■ **DOCUMENT SECTION**
************
You Need a Gerbil puller Manny ???    :biggrin:


----------



## Randy_ (Aug 21, 2009)

pssherman said:


> Its a tube removal device that can be used to remove tubes from a damaged blank without having to turn it off. The 4-part end is slid down the tube so that the fingers can catch on the end of the tube. The knob on the other end pulls the shaft, and tube, back while the blank is held against the body of the tool. To keep the shaft from rotating when turning the knob, the small part on the side holds a pin which rides in a groove in the shaft.
> 
> Is that close?


 
I think Paul has got it; but more likely it is used for tubes that are glued with CA and get stuck in place before they are fully inserted so that the blank can be saved and the tube can be saved.

No need for such a nice tool to recover tubes out of busted blanks....it's too easy to just turn off the damaged blank.


----------



## Manny (Aug 21, 2009)

ldb2000 said:


> You Need a Gerbil puller Manny ???    :biggrin:



dang it caught in my own act!


----------



## PenPal (Aug 21, 2009)

*Device*

I could use such an expander to hold brass while roughing it up prior to glueing, the knurled top part increases the size of the tip that has a tapered stem to push the cut sections out.

regards peter.


----------



## bracky1 (Aug 21, 2009)

It's perfectly obvious!

It's a thing for a purpose.

The name of the thing escapes me at the moment but it is a specialised implement mainly used by penmakers in the art of penmaking. :biggrin:


----------



## VisExp (Aug 21, 2009)
************
■ **DATASET RECORDS**
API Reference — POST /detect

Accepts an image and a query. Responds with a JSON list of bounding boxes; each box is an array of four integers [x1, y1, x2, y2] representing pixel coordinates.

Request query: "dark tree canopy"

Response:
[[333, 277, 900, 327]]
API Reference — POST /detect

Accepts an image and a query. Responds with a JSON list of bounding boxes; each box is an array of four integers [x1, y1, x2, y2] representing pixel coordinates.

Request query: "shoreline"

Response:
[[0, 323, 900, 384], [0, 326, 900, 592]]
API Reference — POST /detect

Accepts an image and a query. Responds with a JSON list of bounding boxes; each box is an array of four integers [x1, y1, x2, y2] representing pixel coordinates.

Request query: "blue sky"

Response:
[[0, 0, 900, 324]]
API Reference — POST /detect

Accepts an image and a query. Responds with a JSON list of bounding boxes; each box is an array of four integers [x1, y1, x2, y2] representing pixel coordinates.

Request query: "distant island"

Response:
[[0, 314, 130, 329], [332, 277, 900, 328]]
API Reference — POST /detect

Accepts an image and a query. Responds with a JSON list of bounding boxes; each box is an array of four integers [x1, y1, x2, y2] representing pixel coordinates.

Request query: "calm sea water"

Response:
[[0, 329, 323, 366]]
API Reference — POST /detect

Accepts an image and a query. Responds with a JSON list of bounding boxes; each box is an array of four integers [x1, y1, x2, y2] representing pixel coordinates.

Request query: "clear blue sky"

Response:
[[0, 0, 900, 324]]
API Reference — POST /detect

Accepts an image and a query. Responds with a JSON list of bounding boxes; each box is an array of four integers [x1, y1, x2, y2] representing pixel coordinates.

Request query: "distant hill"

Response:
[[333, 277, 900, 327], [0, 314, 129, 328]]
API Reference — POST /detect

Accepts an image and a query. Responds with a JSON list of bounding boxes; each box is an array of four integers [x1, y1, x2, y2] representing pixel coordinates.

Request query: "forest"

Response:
************
■ **OBJECTIVE**
Pick up the forum thread about the unidentified penmaking tool from its last line and continue it. The records are drawn from a separate source.

■ **EXERCISE RESULT**
It serves no purpose in pen making.  It is simply a random assortment of nuts, bolts, PR and a small Colet assembled and posted on the internet with a question to see how many people could be left scratching their heads trying to figure out how it could be used in pen making.

So far it's done a fine job :biggrin:


----------



## johncrane (Aug 21, 2009)

Pen tube Insertion Tool.


----------



## skiprat (Aug 21, 2009)

Gee you lot are nuttier than me!!!  I do like some of the suggestions though.:biggrin: I also have one on the drawing board that will remove the coupler on a closed ended cap, but this one IS for removing a pressed in coupler. Particularly on a closed ended pen. 

The reason it is so long is for the cuts in the 'jaws'.  With long cuts, the springyness allows the jaws to be pushed through the coupler (without damaging them ) and to spring open again once inside the tube. 
Turning the big knurled nob simply pulls the part out.
The small knob ( was the yellow one ) serves only a minor purpose.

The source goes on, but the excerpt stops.